- ACTIVITY
Locate the string "tower" in the listing below. Copy every line where it is found.

- GIVEN ENTRIES
_ _ _

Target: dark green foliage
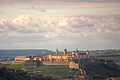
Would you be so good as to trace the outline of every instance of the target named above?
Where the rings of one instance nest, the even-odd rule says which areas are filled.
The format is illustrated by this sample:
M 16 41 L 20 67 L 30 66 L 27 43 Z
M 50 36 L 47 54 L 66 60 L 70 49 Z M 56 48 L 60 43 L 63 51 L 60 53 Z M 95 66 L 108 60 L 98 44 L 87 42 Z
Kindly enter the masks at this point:
M 29 76 L 22 70 L 0 68 L 0 80 L 29 80 Z
M 33 74 L 31 75 L 31 80 L 57 80 L 57 78 L 53 78 L 50 75 L 43 76 L 41 74 Z
M 50 75 L 29 74 L 28 72 L 21 70 L 19 67 L 21 67 L 19 64 L 1 64 L 0 80 L 56 80 L 56 78 L 53 78 Z
M 116 69 L 110 69 L 103 64 L 86 66 L 86 71 L 89 76 L 93 78 L 105 78 L 105 77 L 118 77 L 120 71 Z
M 113 62 L 112 59 L 95 59 L 95 61 L 101 61 L 101 62 Z
M 39 73 L 44 75 L 51 75 L 53 77 L 63 77 L 66 76 L 68 71 L 70 70 L 71 69 L 69 69 L 69 67 L 65 65 L 46 65 L 28 71 L 29 72 L 40 71 Z
M 79 72 L 78 70 L 70 69 L 67 65 L 45 65 L 28 70 L 29 73 L 33 73 L 34 71 L 36 74 L 50 75 L 57 78 L 70 78 Z

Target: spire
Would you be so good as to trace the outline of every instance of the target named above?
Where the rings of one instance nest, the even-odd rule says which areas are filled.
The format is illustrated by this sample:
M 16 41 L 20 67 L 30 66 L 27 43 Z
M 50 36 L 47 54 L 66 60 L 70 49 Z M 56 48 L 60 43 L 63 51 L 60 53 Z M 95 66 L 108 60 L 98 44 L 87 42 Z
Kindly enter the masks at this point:
M 58 49 L 56 49 L 56 54 L 58 54 L 59 52 L 58 52 Z
M 64 54 L 67 54 L 67 49 L 64 49 Z

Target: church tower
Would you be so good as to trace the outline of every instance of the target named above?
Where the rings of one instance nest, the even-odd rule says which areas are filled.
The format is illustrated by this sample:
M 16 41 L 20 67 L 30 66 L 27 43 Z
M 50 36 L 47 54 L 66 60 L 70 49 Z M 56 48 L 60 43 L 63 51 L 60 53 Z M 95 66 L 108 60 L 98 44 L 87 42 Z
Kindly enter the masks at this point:
M 58 54 L 59 52 L 58 52 L 58 49 L 56 49 L 56 54 Z
M 87 54 L 87 55 L 89 54 L 89 51 L 88 51 L 88 50 L 86 51 L 86 54 Z
M 67 49 L 64 49 L 64 54 L 67 54 Z
M 78 54 L 79 54 L 79 52 L 78 52 L 78 50 L 77 50 L 77 49 L 76 49 L 75 53 L 76 53 L 76 55 L 78 55 Z
M 78 53 L 78 50 L 76 49 L 75 52 Z

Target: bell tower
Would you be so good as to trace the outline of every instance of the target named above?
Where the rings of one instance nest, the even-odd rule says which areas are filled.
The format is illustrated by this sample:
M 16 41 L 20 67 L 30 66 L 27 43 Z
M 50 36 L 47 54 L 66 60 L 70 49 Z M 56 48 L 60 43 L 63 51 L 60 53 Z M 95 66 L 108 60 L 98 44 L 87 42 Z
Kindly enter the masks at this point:
M 78 50 L 76 49 L 75 52 L 78 53 Z
M 58 52 L 58 49 L 56 49 L 56 54 L 58 54 L 59 52 Z
M 76 50 L 75 50 L 75 53 L 76 53 L 76 55 L 78 55 L 78 54 L 79 54 L 79 51 L 76 49 Z
M 86 51 L 86 54 L 87 54 L 87 55 L 89 54 L 89 51 L 88 51 L 88 50 Z
M 64 54 L 67 54 L 67 49 L 64 49 Z

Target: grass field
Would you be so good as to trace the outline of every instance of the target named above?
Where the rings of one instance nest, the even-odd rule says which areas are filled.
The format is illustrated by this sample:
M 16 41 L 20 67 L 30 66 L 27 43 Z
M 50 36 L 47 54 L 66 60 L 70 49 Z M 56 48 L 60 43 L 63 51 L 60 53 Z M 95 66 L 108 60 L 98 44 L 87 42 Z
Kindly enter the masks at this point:
M 36 69 L 28 70 L 29 72 L 36 71 L 38 73 L 44 74 L 44 75 L 51 75 L 53 77 L 67 77 L 71 73 L 73 76 L 78 71 L 73 71 L 66 65 L 46 65 L 46 66 L 40 66 Z
M 22 64 L 0 64 L 0 68 L 6 67 L 14 70 L 21 70 Z
M 21 64 L 0 64 L 1 67 L 7 67 L 9 69 L 20 70 L 22 65 Z M 52 77 L 57 78 L 66 78 L 68 76 L 74 76 L 79 71 L 74 71 L 69 68 L 67 65 L 45 65 L 39 66 L 36 69 L 27 69 L 28 73 L 32 74 L 43 74 L 43 75 L 51 75 Z M 120 71 L 115 69 L 110 69 L 104 65 L 94 65 L 94 66 L 87 66 L 86 67 L 87 75 L 89 76 L 102 76 L 102 77 L 114 77 L 120 76 Z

_ _ _

- WRITTEN REPLY
Target: church tower
Target: bell tower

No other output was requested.